GOAL OF THE EXERCISE: Keyword search on "albuca": report each line of the records that contains it.

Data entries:
......
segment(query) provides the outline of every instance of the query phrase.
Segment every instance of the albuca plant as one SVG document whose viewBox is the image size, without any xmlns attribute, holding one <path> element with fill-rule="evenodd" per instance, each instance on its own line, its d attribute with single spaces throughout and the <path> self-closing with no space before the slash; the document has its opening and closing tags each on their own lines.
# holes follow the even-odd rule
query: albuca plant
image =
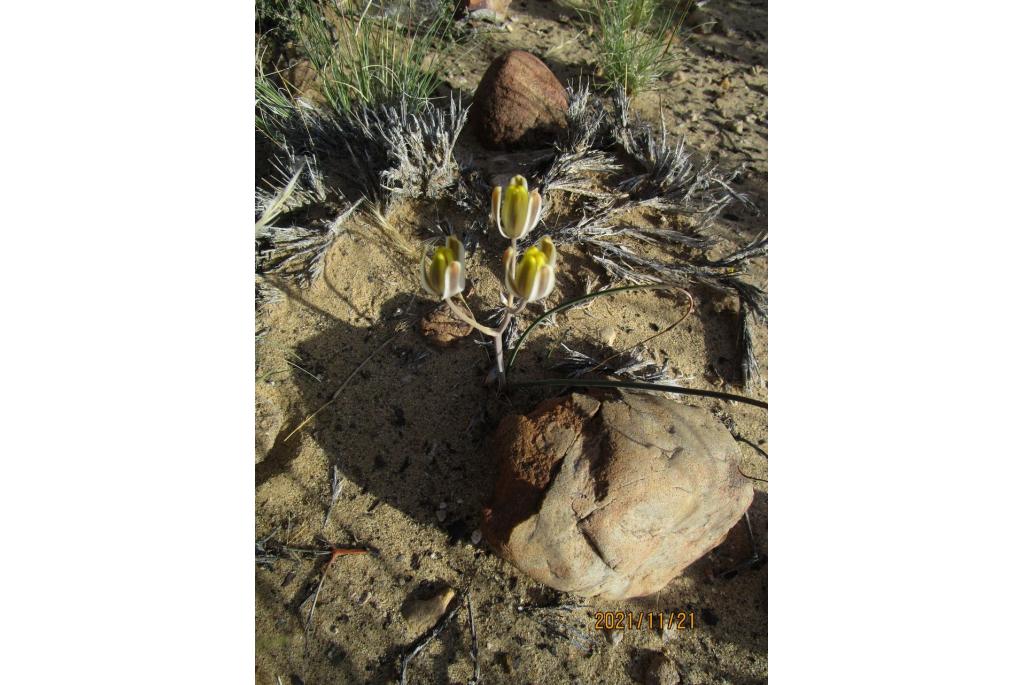
<svg viewBox="0 0 1024 685">
<path fill-rule="evenodd" d="M 420 283 L 434 297 L 448 303 L 452 313 L 462 321 L 494 339 L 495 372 L 499 387 L 505 385 L 503 335 L 512 318 L 527 304 L 543 300 L 555 287 L 555 268 L 558 252 L 551 238 L 544 236 L 528 247 L 520 256 L 518 242 L 529 235 L 540 221 L 541 196 L 532 192 L 522 176 L 515 176 L 504 188 L 495 187 L 491 193 L 491 221 L 498 232 L 512 244 L 502 255 L 505 270 L 501 294 L 503 313 L 495 328 L 477 321 L 462 297 L 466 287 L 466 250 L 455 236 L 448 236 L 445 244 L 428 254 L 429 243 L 420 260 Z M 457 298 L 457 299 L 456 299 Z"/>
</svg>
......
ANSWER TO THIS PROBLEM:
Segment every instance of the albuca plant as one SVG document whose viewBox is the image size, without any xmlns attribute, holding one <path> element with fill-rule="evenodd" per instance, each instance on its own line, its d attribute with single spaces throughout and the <path> self-closing with no space before the slash; the document has its opening and closing tags each on their own lines.
query: albuca plant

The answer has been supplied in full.